> _CONSIGNE_:
Veuillez renvoyer à l'identique chaque ligne de tous les enregistrements ci-dessous.

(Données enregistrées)
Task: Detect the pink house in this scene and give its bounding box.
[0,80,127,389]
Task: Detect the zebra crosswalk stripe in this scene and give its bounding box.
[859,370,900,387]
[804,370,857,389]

> _RÉSULTAT FINAL_:
Task: Detect the pink house in this scene and give its bounding box.
[0,80,127,389]
Task: Detect the zebra crosswalk stripe in this scene and give its bounding box.
[859,370,900,387]
[804,370,857,389]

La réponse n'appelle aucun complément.